| REQUIRED ACTIONS |
1. Do these statements agree with the passage about That Cold Day in the Park? Answer yes or no for each, quoting the deciding words. (a) The film was shot in the city where its story takes place. (b) The boy talks with Frances on the night she first brings him inside. (c) Frances finds Sylvia at a nearby diner.
2. What is the Spanish for this sentence from the passage about That Cold Day in the Park: "Frances invites him in and sends Mrs. Parnell away."?
[[ DOCUMENT PASSAGE, beginning ]]
That Cold Day in the Park is a 1969 psychological thriller film directed by Robert Altman and starring Sandy Dennis. Based on the novel of the same name by Richard Miles and adapted for the screen by Gillian Freeman, it was filmed on location in Vancouver, British Columbia, where the events occur.  The supporting cast includes Michael Burns, Luana Anders, John Garfield Jr., and  Michael Murphy.  The picture was screened at the 1969 Cannes Film Festival outside of the main competition.

Plot
Frances notices a nineteen-year-old boy sitting in the rain in the park outside her house and invites him inside. The boy does not speak but appears to understand everything. Frances allows him to bathe and eat, then buys him new clothes the next day. That night the boy visits his parents and younger siblings then returns to his small apartment with his older sister Nina and explains what has happened to him.

The next day the boy returns bearing homemade cookies and unexpectedly encounters the maid, Mrs. Parnell. Frances invites him in and sends Mrs. Parnell away. Mrs. Parnell remarks that the cookies are burnt before leaving but Frances opens an expensive bottle of wine to accompany the cookies. She holds one-sided conversations and flirts with the boy, developing a strong attachment. The following day the boy allows his sister Nina to use Frances's bath while Frances is away having a contraceptive diaphragm fitted and dispensed at a local family planning clinic.

When Charles, an older suitor from Frances's lawn bowls group, visits that night, Frances locks the door to the boy's room while she rebuffs the man's advances until he leaves. She then inserts the diaphragm and enters the boy's room and asks him to make love to her but is distraught to find that the bed is merely stuffed with dolls.

The boy sneaks back into his room at Frances's house and sleeps until the next day, when he finds that all of the doors and windows are nailed shut. He confronts Frances and she apologizes but insists that she wants things to remain as they are, leaving him locked in the house as she goes out to a bar. She notices a woman sitting alone and invites her to come spend the night with the boy but the woman becomes upset. A man overhears and helps Frances find a prostitute named Sylvia at a nearby diner. Frances brings Sylvia home and locks her in the room with the boy then listens through the door as they have intercourse. Overcome with emotion, Frances enters the room and stabs Sylvia through the heart, killing her. The boy desperately searches for an exit but Frances tells him that he can stay with her and that he does not have to be afraid.
[[ DOCUMENT PASSAGE, end ]]
[[ EXTRACTED ENTRIES, beginning ]]
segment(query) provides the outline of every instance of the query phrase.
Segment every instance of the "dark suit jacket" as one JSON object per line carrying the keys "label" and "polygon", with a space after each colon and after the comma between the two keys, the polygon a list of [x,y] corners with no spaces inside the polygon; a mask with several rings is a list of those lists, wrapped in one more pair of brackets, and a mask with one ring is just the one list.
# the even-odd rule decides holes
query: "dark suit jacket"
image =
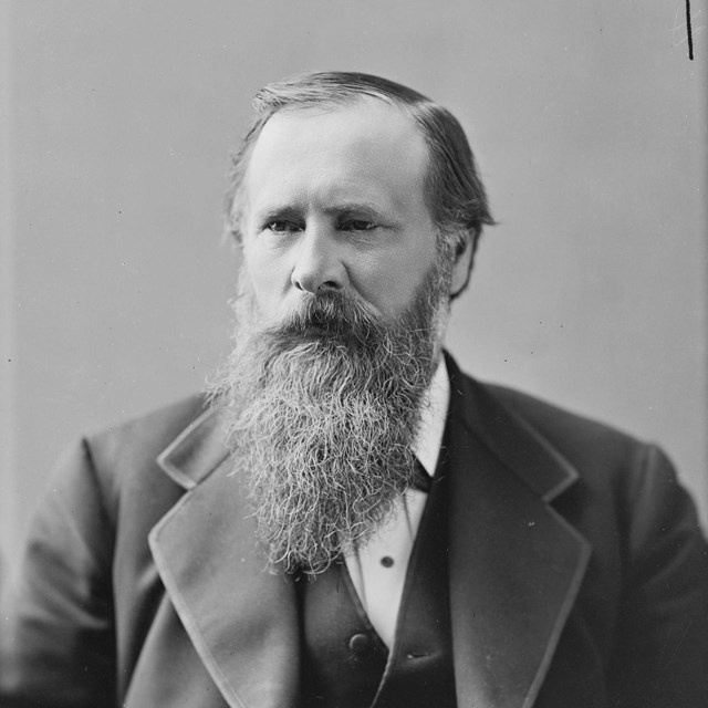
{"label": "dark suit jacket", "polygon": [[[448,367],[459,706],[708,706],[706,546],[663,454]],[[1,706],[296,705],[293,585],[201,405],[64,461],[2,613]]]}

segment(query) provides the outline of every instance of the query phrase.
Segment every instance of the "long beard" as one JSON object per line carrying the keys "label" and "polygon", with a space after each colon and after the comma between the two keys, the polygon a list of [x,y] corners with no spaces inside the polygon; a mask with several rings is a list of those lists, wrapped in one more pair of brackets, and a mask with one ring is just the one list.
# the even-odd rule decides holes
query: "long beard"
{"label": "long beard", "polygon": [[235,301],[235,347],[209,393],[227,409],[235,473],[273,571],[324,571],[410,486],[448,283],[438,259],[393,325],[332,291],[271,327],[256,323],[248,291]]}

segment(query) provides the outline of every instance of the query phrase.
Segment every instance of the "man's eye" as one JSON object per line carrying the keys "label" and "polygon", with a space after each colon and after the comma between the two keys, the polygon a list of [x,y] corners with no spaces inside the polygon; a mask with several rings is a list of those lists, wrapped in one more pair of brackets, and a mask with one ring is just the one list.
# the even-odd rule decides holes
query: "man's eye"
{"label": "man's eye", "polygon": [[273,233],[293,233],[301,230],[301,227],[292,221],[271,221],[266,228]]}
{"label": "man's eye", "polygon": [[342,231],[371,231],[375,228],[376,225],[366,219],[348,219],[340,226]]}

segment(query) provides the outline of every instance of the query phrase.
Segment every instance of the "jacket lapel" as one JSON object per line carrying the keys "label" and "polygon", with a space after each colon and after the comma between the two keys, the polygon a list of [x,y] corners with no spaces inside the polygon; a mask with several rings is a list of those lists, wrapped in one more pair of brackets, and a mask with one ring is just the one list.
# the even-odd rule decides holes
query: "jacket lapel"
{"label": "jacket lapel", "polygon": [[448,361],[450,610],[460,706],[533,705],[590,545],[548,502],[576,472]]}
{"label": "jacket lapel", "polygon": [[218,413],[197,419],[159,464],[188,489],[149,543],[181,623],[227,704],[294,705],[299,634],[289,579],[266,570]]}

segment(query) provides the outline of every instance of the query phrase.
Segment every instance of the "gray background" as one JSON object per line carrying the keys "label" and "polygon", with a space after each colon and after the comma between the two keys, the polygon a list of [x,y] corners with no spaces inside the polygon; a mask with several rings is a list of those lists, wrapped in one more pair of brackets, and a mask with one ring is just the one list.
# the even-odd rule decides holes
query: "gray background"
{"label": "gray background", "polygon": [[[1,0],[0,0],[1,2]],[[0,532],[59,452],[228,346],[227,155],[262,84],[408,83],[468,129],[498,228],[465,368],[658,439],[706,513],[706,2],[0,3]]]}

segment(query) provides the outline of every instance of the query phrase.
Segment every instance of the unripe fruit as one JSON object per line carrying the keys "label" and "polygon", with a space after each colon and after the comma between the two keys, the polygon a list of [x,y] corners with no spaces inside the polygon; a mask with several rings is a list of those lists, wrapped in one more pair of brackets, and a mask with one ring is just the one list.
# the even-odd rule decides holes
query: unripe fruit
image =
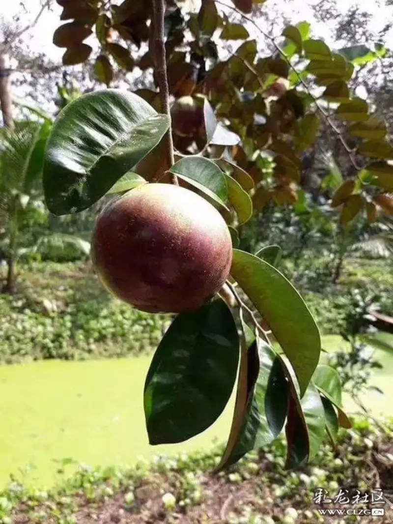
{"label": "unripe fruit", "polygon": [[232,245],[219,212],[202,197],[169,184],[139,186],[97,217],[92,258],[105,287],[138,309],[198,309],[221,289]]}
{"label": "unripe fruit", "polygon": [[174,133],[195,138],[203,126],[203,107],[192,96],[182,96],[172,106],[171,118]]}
[[ EXTRACTED ENTRIES, end ]]
[[ EXTRACTED ENTRIES, beginning ]]
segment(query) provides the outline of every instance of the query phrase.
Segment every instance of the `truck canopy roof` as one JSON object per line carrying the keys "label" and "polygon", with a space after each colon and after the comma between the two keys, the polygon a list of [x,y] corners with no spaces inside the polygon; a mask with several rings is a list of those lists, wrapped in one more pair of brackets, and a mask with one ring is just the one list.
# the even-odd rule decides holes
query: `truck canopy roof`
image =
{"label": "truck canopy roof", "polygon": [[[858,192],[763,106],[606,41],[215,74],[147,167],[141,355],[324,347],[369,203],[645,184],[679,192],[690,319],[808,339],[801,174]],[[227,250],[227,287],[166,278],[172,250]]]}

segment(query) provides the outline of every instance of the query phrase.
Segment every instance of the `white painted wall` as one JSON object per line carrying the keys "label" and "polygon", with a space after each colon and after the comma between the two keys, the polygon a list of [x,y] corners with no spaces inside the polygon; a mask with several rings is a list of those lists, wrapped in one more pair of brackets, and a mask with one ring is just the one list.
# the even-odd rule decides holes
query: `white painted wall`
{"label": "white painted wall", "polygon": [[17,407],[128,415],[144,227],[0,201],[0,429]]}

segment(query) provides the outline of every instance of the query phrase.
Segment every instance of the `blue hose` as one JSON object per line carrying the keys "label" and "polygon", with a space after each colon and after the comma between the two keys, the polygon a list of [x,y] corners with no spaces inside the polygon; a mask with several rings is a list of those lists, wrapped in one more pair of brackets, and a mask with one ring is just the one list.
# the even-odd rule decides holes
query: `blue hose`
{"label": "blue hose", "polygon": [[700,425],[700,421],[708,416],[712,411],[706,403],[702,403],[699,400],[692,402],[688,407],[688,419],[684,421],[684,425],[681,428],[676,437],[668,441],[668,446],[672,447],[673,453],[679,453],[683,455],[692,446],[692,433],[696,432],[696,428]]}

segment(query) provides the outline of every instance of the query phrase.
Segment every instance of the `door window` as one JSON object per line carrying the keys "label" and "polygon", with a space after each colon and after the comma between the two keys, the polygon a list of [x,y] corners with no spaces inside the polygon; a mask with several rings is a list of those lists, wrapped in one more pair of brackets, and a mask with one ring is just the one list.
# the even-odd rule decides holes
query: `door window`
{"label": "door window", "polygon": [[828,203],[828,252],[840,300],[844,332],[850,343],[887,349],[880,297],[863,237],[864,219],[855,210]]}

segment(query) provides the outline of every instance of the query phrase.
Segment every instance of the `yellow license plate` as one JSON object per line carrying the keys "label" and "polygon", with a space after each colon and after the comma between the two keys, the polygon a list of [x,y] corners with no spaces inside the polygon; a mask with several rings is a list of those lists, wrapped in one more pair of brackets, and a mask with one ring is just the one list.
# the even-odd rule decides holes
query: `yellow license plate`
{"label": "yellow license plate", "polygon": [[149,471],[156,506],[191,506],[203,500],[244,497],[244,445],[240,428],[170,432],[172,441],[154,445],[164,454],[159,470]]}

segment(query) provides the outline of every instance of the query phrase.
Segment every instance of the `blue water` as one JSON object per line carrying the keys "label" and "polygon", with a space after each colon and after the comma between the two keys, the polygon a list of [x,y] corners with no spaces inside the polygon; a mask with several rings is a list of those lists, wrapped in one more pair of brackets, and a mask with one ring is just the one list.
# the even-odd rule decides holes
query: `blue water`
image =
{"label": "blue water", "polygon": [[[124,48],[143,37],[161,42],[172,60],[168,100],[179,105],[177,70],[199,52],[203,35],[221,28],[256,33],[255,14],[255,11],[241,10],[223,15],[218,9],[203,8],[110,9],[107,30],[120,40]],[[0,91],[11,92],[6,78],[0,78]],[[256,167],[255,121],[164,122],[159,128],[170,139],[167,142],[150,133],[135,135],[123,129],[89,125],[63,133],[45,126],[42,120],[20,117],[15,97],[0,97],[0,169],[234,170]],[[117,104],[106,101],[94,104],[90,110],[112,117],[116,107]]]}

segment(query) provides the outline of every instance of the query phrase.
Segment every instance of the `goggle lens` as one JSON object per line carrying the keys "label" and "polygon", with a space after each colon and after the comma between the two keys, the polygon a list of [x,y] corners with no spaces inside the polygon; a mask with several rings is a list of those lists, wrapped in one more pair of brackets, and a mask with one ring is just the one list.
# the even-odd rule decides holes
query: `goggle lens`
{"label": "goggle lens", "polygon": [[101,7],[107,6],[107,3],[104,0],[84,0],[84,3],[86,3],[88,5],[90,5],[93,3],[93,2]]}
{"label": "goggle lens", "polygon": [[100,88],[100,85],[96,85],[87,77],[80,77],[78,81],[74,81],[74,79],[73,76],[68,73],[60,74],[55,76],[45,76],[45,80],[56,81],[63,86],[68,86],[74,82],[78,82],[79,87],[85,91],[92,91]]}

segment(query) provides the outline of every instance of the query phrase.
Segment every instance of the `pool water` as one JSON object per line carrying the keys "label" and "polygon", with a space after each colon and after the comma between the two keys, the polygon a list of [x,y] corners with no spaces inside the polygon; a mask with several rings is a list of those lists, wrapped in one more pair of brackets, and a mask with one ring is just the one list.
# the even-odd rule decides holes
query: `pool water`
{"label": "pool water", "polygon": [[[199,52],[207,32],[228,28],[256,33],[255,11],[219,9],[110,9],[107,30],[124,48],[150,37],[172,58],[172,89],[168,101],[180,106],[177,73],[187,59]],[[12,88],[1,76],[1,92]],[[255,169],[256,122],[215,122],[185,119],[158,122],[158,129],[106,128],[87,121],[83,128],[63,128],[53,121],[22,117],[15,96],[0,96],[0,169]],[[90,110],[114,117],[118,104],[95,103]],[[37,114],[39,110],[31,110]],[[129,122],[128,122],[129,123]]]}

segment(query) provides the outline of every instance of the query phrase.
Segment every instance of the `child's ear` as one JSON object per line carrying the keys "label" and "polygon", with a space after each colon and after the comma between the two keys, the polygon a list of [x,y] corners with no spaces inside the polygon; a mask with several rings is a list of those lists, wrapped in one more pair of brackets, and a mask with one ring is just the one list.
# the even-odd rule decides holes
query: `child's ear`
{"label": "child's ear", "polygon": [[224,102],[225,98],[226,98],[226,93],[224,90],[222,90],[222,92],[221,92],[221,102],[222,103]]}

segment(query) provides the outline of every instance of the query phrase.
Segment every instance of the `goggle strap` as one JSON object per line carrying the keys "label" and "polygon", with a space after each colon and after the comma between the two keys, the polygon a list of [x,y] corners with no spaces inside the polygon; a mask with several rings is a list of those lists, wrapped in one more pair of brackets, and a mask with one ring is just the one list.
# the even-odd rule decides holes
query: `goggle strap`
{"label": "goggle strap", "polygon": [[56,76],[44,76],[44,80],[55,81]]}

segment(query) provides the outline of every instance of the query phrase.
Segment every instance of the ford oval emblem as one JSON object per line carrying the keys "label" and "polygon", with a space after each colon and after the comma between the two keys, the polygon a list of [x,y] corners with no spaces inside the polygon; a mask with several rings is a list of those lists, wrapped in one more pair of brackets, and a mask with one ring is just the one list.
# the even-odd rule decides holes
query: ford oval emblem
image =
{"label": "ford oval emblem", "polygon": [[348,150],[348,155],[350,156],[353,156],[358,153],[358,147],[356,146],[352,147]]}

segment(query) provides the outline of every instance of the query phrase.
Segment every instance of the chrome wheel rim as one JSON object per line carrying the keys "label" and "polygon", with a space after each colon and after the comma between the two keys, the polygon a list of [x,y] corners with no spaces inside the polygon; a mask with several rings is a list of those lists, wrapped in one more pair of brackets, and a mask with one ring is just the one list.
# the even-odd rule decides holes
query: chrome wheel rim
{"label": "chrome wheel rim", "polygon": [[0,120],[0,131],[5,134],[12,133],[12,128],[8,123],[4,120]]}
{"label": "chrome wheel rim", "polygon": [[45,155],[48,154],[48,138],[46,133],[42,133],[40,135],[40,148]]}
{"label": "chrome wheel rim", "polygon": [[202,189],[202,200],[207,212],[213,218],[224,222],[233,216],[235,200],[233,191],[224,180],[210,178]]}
[[ EXTRACTED ENTRIES, end ]]
| RESPONSES TO THE TASKS |
1.
(a) Yes: "it was filmed on location in Vancouver, British Columbia, where the events occur."
(b) No: "The boy does not speak but appears to understand everything."
(c) Yes: "A man overhears and helps Frances find a prostitute named Sylvia at a nearby diner."

2. Frances lo invita a pasar y hace que la señora Parnell se vaya.